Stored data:
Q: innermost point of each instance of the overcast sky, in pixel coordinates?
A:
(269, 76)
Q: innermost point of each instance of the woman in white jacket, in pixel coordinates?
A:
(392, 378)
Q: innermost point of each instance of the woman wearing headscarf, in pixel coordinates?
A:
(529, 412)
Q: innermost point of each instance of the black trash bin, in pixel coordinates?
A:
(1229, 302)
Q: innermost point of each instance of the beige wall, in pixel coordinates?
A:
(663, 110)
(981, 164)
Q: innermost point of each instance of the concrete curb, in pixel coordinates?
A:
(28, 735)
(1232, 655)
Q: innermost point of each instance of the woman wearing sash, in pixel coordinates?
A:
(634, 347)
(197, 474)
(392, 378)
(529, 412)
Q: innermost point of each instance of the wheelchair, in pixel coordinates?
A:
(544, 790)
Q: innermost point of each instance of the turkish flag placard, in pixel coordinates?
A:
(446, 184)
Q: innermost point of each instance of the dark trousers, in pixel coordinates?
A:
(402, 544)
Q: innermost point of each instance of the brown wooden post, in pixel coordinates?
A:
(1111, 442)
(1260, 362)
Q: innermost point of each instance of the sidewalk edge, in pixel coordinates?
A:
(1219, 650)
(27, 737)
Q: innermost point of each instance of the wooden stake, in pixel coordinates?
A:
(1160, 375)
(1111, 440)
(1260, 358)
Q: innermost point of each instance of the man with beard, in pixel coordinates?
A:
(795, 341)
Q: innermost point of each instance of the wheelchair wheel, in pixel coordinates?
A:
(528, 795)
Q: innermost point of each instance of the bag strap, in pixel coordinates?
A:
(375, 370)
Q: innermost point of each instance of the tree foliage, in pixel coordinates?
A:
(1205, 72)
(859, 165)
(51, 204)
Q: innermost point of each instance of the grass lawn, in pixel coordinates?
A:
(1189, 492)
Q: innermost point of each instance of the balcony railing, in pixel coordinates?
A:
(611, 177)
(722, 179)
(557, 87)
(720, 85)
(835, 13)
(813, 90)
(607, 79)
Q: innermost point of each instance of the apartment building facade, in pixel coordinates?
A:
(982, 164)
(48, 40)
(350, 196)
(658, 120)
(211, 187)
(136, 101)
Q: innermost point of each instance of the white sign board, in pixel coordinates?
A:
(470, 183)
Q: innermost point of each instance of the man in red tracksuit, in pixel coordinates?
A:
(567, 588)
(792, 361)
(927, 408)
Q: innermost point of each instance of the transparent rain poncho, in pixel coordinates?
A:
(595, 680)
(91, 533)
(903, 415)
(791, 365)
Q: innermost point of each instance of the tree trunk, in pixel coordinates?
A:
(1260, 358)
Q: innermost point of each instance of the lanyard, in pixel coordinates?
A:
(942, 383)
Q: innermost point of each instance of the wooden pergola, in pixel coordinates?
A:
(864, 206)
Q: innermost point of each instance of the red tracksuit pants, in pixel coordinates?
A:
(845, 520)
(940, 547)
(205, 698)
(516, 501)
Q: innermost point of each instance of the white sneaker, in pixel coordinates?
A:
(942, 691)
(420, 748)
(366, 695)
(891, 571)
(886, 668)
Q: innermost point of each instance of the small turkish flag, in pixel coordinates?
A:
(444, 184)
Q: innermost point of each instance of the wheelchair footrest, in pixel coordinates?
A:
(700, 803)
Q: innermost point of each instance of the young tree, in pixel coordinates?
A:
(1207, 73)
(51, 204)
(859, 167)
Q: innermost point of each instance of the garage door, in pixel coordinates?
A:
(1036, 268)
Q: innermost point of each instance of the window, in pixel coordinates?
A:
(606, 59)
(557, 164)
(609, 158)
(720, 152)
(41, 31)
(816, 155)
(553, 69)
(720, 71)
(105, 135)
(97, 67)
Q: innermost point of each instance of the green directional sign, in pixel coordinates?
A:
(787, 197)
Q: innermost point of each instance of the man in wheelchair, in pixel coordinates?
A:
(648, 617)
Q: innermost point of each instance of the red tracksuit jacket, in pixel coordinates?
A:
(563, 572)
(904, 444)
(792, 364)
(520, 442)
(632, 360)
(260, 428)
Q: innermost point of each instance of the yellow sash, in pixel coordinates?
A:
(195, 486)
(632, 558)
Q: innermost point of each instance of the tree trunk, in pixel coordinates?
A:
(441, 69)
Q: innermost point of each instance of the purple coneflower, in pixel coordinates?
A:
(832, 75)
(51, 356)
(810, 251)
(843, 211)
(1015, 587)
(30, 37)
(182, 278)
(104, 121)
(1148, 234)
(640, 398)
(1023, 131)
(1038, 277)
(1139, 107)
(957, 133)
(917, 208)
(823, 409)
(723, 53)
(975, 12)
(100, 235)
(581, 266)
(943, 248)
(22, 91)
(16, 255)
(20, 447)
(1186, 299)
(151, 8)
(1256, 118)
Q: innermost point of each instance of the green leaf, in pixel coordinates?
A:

◆ **Stated exercise**: Return exactly, and only, the line containing "tracksuit jacket, in pixel coordinates?" and every line after it through the end of the material.

◆ **Answer to this exercise**:
Q: innermost point of each instance of the red tracksuit jacket, in pixel coordinates?
A:
(563, 572)
(904, 444)
(792, 364)
(520, 442)
(632, 360)
(260, 428)
Q: innermost point of each instance of the yellow sash, in pixel coordinates?
A:
(195, 486)
(632, 558)
Q: innermost point of each instance of the tree trunk, in pixel coordinates?
A:
(441, 69)
Q: innermost point of each instance of the purple coneflower, in pixel coordinates?
A:
(832, 75)
(51, 356)
(810, 251)
(843, 211)
(1015, 587)
(30, 37)
(182, 278)
(104, 121)
(1148, 234)
(640, 398)
(1023, 131)
(1038, 277)
(1139, 107)
(957, 133)
(917, 208)
(823, 409)
(723, 53)
(975, 12)
(100, 235)
(581, 266)
(943, 248)
(22, 91)
(16, 255)
(20, 447)
(1186, 299)
(151, 8)
(1256, 118)
Q: innermost point of each instance of the green leaf, in pixel coordinates?
A:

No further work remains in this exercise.